++++ Textauszug ++++

Eine Pauschgebühr gemäß § 51 Abs. 1 S. 1 RVG kommt – zumindest bei Fortbestand der Beiordnung – auch für abgeschlossene Verfahrensabschnitte nur nach Eintritt der Rechtskraft in Betracht. Dass die Regelung des § 51 Abs. 1 S. 1 und S. 3 RVG auch die Möglichkeit vorsieht, eine Pauschgebühr für einzelne Verfahrensabschnitte zu bewilligen, ändert daran nichts.
(Leitsatz des Verfassers)
I. Sachverhalt
Freispruch
Der Angeklagte ist am 8.10.2024 vom Vorwurf der Vergewaltigung, des sexuellen Missbrauchs von Kindern freigesprochen worden. Die Staatsanwaltschaft hat gegen das Urteil Revision eingelegt. Eine Entscheidung des BGH steht noch aus.

++++ Rohdaten ++++

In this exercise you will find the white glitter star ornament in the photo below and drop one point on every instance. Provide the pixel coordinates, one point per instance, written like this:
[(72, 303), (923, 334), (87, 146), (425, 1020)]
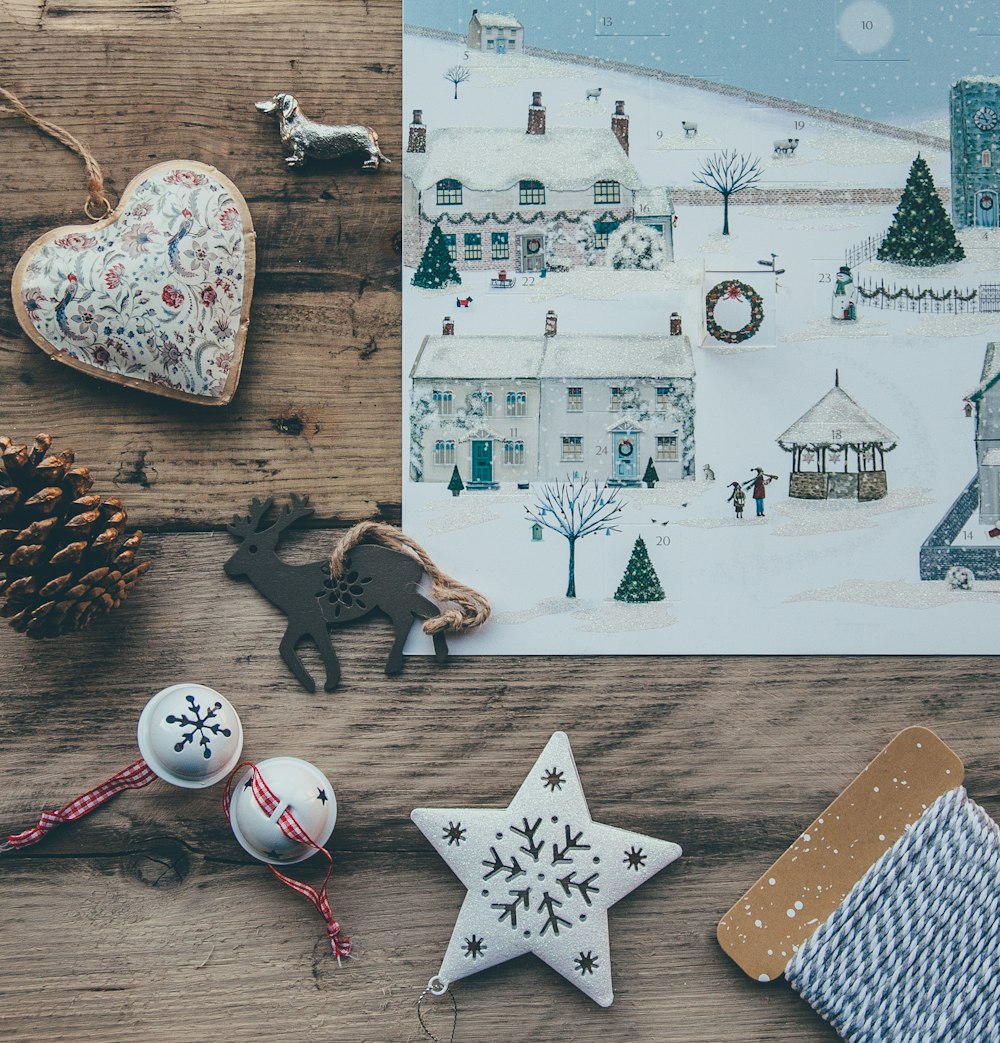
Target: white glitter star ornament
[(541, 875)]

++++

> Aufgabe und Vorgaben
Beantworte die folgenden Fragen anhand des Textauszugs oben.
(a) Nach welchem Ereignis kommt laut Leitsatz eine Pauschgebühr gemäß § 51 Abs. 1 S. 1 RVG auch für abgeschlossene Verfahrensabschnitte nur in Betracht?
(b) An welchem Tag wurde der Angeklagte freigesprochen?
(c) Welches Rechtsmittel hat die Staatsanwaltschaft gegen das Urteil eingelegt?

> Ausgearbeitete Lösung
(a) Nach Eintritt der Rechtskraft.
(b) Am 8.10.2024.
(c) Revision.